**Given text:**
Wednesday, August 21, 2024

Edgar Bronfman Jr. Reportedly Preparing Bid For Paramount Global

As the August 21 deadline looms for other parties to make a run at Paramount (or forever hold their peace), the Wall Street Journal reports that Edgar Bronfman Jr. has not exited the Paramount scene but is in talks with investors and preparing a bid.

(L-R) Shari Redstone, Steven Paul, Edgar Bronfman Jr and David Ellison
(L-R) Shari Redstone, Steven Paul, Edgar Bronfman Jr and David Ellison / Getty

The stock, which frequently jumps about on news like this, is up nearly 8%.

Other potential acquirers like Barry Diller’s IAC have dropped by the wayside given the size and complexity of the business combination, which seemed to leave the path clear for Skydance. David Ellison’s company backed by Oracle co-founder Larry Ellison and Gerry Cardinale’s Redbird Capital, announced the circa $8 billion, multi-step transaction in July but with a so-called “go-shop” period of 45 days for Par to field other offers. The window is set to close next Wednesday at 11:59 pm ET.

**Stored records:**
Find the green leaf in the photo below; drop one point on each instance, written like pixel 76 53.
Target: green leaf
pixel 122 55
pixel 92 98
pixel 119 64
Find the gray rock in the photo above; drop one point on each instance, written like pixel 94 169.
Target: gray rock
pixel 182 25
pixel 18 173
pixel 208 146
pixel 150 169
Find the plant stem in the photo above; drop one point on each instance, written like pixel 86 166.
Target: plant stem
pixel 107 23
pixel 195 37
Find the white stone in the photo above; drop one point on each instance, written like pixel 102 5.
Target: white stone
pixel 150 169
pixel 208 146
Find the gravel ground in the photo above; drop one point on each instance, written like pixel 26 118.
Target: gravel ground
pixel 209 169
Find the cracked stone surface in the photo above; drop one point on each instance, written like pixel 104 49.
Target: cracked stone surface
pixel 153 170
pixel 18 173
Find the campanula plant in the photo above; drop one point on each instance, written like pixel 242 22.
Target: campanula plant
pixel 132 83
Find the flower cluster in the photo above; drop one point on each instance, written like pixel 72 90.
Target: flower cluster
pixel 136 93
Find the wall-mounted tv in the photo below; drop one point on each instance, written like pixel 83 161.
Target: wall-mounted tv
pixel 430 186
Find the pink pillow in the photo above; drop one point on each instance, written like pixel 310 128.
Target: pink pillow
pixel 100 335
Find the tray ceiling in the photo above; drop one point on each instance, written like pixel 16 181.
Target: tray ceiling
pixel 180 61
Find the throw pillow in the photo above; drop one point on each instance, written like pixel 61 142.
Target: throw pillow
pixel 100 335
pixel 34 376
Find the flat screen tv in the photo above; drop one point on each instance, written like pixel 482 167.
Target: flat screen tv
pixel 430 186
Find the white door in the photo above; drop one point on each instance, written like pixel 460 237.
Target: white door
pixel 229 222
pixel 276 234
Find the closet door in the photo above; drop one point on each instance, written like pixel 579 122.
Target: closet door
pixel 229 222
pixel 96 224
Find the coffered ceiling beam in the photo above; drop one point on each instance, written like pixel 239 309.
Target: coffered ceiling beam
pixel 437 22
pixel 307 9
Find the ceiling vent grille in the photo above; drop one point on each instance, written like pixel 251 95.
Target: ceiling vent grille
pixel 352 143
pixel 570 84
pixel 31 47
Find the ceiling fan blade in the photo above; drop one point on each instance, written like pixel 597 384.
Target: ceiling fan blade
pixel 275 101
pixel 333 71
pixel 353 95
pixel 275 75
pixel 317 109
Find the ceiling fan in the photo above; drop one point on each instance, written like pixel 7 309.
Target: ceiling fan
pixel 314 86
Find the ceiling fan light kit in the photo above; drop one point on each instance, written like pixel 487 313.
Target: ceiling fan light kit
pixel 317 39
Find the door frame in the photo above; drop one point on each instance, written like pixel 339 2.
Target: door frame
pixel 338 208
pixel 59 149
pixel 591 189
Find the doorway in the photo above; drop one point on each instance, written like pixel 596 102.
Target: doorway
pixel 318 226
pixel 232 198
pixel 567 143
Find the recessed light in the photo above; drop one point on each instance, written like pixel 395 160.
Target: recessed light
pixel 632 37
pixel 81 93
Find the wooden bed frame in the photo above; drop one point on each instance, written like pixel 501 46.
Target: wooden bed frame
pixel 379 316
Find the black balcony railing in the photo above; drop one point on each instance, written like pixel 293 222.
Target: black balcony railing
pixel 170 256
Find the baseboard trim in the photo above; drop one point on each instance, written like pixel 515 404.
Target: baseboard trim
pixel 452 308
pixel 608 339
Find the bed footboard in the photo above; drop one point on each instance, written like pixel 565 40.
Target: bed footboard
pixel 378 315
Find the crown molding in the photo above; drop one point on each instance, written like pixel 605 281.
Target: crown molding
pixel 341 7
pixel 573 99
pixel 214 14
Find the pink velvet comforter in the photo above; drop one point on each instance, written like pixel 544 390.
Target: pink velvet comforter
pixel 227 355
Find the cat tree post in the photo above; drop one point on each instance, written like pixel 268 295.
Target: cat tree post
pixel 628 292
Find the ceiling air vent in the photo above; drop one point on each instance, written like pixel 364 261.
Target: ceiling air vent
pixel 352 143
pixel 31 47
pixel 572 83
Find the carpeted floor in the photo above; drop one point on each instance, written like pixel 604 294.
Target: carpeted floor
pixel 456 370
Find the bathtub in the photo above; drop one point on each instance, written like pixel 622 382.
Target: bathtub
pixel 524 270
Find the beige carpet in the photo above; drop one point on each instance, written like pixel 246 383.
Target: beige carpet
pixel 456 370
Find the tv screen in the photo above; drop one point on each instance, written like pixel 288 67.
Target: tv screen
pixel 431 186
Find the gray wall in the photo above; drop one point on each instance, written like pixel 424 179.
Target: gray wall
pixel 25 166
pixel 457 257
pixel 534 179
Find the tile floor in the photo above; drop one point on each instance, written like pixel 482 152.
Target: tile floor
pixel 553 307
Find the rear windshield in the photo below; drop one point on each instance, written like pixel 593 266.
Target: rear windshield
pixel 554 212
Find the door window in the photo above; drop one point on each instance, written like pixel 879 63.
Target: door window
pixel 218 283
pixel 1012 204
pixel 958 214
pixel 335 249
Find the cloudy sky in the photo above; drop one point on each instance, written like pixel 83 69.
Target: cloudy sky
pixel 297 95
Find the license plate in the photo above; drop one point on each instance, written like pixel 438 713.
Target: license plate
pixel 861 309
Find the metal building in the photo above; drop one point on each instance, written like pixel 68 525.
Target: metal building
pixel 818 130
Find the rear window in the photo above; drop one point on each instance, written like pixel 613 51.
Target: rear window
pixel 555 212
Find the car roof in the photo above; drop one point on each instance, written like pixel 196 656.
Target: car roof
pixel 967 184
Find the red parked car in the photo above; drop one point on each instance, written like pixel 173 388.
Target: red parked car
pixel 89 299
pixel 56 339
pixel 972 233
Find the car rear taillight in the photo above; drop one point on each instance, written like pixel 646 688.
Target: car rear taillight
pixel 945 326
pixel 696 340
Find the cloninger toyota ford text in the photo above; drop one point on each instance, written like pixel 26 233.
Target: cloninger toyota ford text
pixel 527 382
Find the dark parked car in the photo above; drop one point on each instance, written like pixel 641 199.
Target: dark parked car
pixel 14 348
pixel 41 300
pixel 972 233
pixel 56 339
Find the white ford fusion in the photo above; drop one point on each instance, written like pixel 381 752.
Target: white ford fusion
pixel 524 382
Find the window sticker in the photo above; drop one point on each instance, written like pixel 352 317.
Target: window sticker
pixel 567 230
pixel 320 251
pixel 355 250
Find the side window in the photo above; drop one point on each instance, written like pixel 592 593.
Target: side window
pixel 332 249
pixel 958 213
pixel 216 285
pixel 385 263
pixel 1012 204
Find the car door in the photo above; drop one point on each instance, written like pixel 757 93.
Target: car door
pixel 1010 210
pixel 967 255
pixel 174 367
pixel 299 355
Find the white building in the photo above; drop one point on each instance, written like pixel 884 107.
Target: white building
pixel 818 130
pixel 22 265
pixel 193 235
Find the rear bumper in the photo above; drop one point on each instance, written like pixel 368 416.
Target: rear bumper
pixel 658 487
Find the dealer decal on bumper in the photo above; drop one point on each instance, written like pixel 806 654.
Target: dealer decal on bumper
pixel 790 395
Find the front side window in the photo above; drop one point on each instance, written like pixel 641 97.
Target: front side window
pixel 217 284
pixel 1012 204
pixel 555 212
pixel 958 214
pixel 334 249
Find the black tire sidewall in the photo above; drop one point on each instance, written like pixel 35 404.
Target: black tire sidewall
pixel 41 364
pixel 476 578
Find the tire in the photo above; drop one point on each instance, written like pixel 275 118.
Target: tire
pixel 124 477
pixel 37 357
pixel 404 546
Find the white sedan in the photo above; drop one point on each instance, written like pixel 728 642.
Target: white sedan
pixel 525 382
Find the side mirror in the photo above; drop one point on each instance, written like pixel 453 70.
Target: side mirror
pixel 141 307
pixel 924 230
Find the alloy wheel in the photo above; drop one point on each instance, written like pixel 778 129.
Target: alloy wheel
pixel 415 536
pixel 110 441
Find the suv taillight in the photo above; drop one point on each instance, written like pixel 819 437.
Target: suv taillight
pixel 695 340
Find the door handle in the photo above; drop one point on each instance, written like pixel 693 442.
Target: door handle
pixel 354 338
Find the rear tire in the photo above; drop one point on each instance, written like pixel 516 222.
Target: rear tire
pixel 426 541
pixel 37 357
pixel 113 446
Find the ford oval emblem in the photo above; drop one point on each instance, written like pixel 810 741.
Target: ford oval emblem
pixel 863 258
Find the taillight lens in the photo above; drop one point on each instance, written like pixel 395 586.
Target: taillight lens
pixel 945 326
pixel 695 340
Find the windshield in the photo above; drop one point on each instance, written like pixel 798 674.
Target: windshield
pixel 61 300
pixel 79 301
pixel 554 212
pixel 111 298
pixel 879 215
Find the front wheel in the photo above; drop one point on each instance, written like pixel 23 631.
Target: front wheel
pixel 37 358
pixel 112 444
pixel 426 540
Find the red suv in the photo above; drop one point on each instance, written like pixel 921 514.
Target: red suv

**Objective 1:** In the Paramount article, repeat the passage from "Wednesday, August 21, 2024" to "up nearly 8%.".
**Objective 2:** According to the Paramount article, why did the path seem to be clear for Skydance? Answer in one to three sentences.

**Full answer 1:**
Wednesday, August 21, 2024

Edgar Bronfman Jr. Reportedly Preparing Bid For Paramount Global

As the August 21 deadline looms for other parties to make a run at Paramount (or forever hold their peace), the Wall Street Journal reports that Edgar Bronfman Jr. has not exited the Paramount scene but is in talks with investors and preparing a bid.

(L-R) Shari Redstone, Steven Paul, Edgar Bronfman Jr and David Ellison
(L-R) Shari Redstone, Steven Paul, Edgar Bronfman Jr and David Ellison / Getty

The stock, which frequently jumps about on news like this, is up nearly 8%.

**Full answer 2:** Other potential acquirers, such as Barry Diller's IAC, had dropped out because of the size and complexity of the business combination. That seemed to leave the path clear for Skydance.